======== Exercise data ========

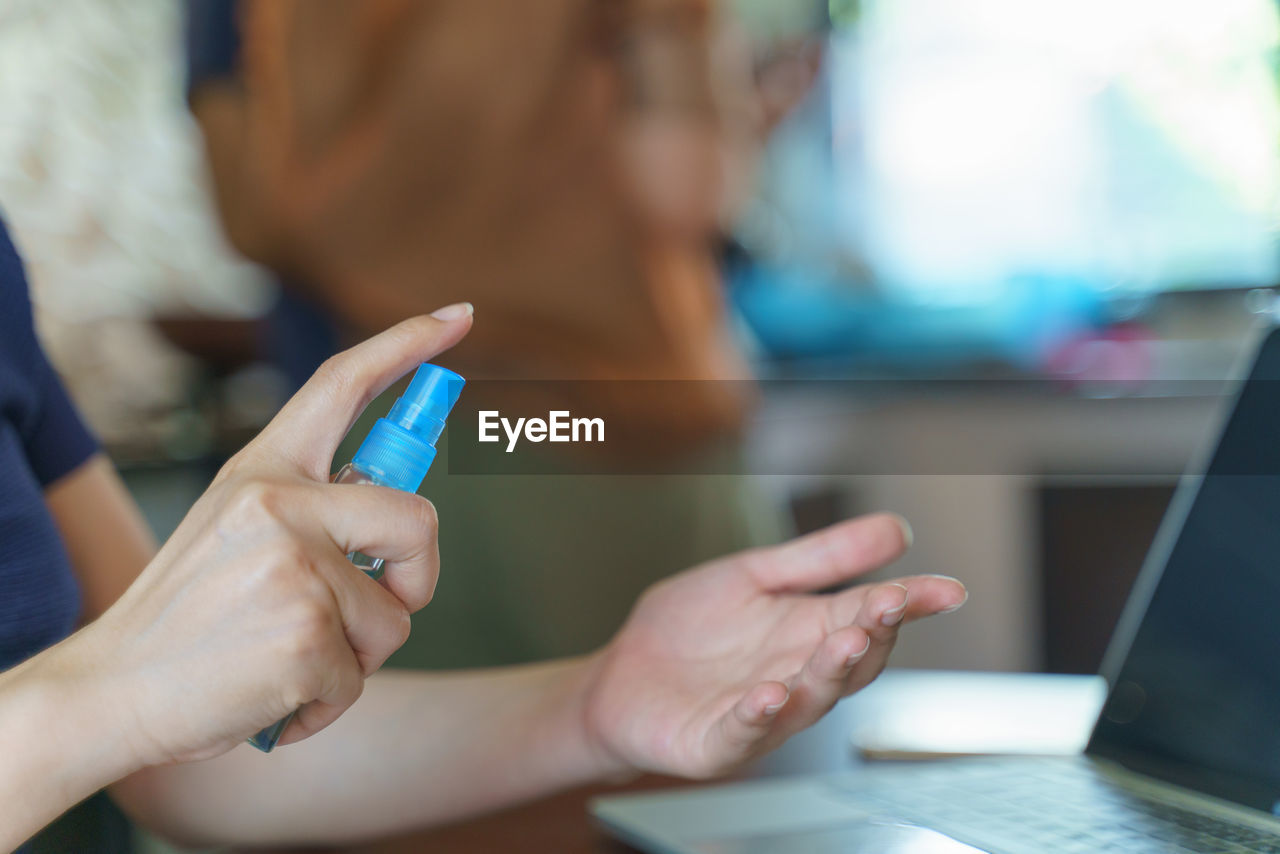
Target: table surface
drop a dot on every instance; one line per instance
(562, 825)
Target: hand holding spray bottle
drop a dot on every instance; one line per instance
(396, 453)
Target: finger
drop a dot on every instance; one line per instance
(882, 612)
(374, 621)
(928, 596)
(823, 677)
(309, 428)
(832, 556)
(743, 729)
(398, 526)
(342, 686)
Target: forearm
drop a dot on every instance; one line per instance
(60, 744)
(417, 749)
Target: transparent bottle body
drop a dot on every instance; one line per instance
(371, 566)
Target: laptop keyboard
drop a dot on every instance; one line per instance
(1037, 807)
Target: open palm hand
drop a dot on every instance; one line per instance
(726, 661)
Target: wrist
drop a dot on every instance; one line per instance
(586, 739)
(62, 744)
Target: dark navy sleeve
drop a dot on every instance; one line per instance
(213, 40)
(58, 442)
(54, 438)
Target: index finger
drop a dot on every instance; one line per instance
(832, 556)
(309, 428)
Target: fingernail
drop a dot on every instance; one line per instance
(457, 311)
(956, 606)
(908, 534)
(858, 656)
(894, 616)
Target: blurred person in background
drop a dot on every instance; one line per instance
(570, 167)
(251, 611)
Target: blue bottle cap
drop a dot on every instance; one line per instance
(401, 447)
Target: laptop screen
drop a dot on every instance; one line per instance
(1196, 699)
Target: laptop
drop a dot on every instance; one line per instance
(1183, 757)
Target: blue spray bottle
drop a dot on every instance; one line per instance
(396, 453)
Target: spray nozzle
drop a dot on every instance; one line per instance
(400, 450)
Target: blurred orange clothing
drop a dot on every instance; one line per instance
(398, 155)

========

» Requirements
Reproduce all of the entries above line for line, without any changes, and leave the pictures out.

» Task output
Target: table surface
drop a dot on every instance; one line per instance
(562, 825)
Target: hand holding spray bottle
drop a dot on every instance; one line per instance
(396, 453)
Target: finger
drop a dot on every instance; one line per instance
(882, 612)
(374, 621)
(928, 596)
(823, 677)
(309, 428)
(832, 556)
(743, 729)
(398, 526)
(342, 686)
Target: forearm
drop a dot on every instance; one line per instance
(60, 744)
(417, 749)
Target: transparent bottle body
drop a dot on every instance; one line per instance
(371, 566)
Target: laptop keyboard
drop a dot on every instance; one line per instance
(1037, 807)
Target: open palm hand
drop a dot on every instance; one line per instance
(726, 661)
Target: wrist
drop a dot on every instance; one line per instance
(586, 739)
(62, 744)
Target: dark navy sleeve
drop a dot on every instance; one line per instance
(213, 40)
(58, 442)
(54, 438)
Target: index finger
drop a dot on every instance; one line per instance
(832, 556)
(309, 428)
Target: fingernail
drop a dot on every instance; one line per instance
(457, 311)
(956, 606)
(908, 534)
(858, 656)
(894, 616)
Target: blurred person in background
drop a dot on every instance; one line per instance
(570, 167)
(251, 611)
Target: blue bottle cap
drop a dot on every instance; one line per instance
(401, 447)
Target: laptop screen
drop a dot on every instance; one line per instance
(1196, 699)
Target: laptop
drop a dot on every instance; one line per instance
(1183, 757)
Target: blue spray bottle
drop a dot on every instance; one line per instance
(396, 453)
Target: spray nozzle
drop a dot on every instance; one line per instance
(400, 450)
Target: blurred orange clothing
drop a dot on every instance; one line per instance
(398, 155)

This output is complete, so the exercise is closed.